▶ Work to do:
Retype the material below line for line, with no changes to characters, spacing, or punctuation.

· · ·

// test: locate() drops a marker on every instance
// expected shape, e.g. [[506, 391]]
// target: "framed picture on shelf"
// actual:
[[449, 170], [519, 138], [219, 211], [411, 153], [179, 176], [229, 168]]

· · ·

▶ Full solution:
// test: locate() drops a marker on every instance
// expected shape, e.g. [[506, 391]]
// target: "framed picture on shelf"
// actual:
[[449, 170], [519, 138], [219, 211], [411, 153], [179, 176], [229, 168]]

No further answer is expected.